* [Assigned task] There is a line containing "TARGET = lamp post" in the entries below. Repeat that line and every line after it exactly, and nothing more.

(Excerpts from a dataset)
──────

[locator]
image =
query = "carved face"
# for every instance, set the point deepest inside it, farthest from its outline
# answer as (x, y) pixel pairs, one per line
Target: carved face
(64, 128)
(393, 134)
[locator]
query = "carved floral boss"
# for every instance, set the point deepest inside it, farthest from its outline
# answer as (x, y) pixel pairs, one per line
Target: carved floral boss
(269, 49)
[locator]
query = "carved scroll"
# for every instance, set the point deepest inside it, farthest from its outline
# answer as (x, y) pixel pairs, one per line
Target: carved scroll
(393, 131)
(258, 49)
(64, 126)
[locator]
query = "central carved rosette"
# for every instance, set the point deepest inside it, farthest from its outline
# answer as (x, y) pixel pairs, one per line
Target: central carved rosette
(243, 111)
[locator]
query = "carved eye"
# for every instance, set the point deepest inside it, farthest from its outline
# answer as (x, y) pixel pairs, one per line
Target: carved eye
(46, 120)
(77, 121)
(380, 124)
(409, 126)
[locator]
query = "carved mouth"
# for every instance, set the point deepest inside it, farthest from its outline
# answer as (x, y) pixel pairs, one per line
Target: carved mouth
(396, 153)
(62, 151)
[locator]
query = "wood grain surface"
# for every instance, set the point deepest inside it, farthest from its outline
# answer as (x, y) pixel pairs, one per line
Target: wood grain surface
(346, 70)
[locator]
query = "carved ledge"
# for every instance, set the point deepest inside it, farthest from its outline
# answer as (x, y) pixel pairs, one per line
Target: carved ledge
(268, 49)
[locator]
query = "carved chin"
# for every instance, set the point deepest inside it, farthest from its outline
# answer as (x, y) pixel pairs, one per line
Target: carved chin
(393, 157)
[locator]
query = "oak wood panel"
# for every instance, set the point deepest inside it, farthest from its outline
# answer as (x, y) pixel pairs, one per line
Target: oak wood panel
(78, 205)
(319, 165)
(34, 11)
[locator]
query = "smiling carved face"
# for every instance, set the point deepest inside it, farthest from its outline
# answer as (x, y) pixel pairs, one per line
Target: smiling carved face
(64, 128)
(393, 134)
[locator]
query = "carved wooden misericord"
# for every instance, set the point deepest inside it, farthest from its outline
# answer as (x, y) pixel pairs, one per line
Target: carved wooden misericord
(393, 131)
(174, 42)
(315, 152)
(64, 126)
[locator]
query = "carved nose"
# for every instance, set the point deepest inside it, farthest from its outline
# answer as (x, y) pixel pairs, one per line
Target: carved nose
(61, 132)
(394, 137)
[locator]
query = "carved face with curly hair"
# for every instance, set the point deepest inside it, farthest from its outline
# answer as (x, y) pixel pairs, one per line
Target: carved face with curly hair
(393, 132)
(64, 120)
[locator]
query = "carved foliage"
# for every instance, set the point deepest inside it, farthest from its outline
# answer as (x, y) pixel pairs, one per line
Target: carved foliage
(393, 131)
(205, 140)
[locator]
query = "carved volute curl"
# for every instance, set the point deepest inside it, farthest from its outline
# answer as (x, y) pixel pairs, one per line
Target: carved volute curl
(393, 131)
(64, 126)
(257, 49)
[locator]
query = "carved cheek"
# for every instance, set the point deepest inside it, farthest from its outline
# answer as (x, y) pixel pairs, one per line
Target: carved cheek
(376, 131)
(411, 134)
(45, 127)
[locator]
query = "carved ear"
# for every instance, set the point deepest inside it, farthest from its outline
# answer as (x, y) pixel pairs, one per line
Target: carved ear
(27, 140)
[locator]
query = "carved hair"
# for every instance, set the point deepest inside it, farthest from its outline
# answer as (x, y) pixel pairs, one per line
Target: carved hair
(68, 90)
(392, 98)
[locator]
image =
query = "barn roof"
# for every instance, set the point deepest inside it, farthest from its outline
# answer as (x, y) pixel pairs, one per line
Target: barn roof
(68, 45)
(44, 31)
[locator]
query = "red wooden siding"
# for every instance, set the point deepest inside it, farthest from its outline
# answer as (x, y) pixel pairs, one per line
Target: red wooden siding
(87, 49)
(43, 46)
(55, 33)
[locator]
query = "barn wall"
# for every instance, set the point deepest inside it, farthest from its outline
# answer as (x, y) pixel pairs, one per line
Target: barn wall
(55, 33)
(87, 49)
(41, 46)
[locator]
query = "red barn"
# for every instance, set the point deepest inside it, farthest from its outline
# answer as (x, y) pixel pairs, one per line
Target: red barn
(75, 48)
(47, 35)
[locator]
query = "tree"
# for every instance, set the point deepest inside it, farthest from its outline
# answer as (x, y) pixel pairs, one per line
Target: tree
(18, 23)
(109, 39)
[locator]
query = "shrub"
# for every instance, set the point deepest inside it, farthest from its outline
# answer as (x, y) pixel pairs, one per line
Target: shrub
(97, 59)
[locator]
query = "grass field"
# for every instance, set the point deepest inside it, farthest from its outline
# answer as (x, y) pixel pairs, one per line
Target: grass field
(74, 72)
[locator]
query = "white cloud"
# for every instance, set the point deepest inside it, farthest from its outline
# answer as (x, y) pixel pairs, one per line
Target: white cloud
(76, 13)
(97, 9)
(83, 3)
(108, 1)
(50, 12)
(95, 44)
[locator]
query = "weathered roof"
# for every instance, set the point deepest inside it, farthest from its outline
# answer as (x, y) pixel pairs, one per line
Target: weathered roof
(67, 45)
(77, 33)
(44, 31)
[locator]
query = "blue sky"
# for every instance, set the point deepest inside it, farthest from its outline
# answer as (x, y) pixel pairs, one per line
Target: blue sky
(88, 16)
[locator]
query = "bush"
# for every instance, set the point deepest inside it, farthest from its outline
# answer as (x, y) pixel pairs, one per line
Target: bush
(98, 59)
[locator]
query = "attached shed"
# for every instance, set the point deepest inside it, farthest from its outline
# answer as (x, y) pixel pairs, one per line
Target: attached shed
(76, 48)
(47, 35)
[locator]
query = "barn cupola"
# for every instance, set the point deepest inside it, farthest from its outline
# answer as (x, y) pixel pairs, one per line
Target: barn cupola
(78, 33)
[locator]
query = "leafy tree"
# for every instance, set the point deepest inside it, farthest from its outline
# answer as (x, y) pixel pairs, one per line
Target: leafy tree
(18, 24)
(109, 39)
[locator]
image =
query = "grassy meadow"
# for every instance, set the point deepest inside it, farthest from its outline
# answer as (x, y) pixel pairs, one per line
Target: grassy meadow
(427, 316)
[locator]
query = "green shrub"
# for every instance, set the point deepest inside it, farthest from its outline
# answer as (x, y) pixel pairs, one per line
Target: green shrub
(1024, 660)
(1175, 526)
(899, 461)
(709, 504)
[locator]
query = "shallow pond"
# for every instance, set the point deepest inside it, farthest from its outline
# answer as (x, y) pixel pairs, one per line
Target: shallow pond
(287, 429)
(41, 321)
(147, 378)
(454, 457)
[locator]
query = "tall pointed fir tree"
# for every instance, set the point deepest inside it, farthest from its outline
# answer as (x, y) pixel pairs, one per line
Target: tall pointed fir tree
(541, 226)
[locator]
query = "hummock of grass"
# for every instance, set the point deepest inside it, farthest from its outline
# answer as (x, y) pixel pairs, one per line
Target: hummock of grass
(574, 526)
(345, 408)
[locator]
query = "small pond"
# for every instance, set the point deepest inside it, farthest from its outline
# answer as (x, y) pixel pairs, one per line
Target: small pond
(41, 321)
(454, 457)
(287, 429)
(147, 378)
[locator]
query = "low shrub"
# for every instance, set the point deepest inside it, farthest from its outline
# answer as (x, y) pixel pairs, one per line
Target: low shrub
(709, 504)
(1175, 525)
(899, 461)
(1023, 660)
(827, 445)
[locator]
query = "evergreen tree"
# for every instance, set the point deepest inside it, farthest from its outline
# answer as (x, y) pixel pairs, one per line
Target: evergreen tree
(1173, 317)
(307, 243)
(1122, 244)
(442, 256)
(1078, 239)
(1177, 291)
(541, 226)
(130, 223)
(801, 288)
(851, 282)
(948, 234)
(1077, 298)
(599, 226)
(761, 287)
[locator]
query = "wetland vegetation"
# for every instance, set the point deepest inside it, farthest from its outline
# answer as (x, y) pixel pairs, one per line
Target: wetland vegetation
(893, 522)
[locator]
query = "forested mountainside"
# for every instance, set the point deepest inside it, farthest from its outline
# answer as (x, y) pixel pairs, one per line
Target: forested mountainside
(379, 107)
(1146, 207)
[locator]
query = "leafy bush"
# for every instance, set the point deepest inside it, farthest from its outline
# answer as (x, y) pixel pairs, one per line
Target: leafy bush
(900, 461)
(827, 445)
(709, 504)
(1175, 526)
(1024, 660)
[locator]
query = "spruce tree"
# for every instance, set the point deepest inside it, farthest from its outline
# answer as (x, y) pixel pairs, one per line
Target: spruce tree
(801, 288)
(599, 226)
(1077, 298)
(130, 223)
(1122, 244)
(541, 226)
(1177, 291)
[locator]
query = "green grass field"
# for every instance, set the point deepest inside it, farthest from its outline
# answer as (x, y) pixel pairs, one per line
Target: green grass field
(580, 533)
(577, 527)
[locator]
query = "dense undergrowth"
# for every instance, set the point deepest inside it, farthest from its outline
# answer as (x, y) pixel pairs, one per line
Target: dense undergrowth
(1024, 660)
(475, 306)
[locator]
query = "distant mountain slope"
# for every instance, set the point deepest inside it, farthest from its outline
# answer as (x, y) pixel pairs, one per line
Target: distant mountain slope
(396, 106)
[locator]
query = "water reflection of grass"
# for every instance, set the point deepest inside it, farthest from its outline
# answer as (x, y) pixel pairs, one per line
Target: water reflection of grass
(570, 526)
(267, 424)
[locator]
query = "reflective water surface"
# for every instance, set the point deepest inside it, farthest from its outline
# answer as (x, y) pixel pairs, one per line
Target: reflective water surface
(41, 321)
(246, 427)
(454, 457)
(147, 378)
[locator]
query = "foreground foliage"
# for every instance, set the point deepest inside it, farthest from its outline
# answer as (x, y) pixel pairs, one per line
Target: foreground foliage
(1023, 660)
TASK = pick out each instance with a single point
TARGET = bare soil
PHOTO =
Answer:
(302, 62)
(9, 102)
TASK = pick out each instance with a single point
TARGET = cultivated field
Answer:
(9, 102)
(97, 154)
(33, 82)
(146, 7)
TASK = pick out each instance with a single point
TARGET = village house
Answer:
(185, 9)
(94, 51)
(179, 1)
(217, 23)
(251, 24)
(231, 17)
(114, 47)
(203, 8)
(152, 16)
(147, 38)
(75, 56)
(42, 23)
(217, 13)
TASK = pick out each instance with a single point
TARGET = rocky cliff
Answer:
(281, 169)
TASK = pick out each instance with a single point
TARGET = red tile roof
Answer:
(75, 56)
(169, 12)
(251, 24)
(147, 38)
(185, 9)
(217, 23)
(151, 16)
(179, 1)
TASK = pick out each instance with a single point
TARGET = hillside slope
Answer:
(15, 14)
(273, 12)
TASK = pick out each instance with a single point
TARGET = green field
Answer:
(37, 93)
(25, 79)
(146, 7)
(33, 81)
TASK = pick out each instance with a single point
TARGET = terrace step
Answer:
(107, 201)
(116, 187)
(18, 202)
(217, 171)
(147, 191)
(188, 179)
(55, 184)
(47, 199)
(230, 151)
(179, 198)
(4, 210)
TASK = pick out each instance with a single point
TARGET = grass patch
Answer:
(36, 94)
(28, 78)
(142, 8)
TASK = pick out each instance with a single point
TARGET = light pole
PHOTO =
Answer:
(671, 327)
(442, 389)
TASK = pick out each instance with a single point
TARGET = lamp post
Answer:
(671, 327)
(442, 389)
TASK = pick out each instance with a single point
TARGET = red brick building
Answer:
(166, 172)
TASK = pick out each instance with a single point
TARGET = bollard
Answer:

──────

* [Task result]
TARGET = lamp post
Answer:
(671, 327)
(442, 389)
TASK = pick out each instance with a single point
TARGET = red brick building
Answer:
(166, 172)
TASK = pick out each instance with a single point
TARGET = bollard
Answer:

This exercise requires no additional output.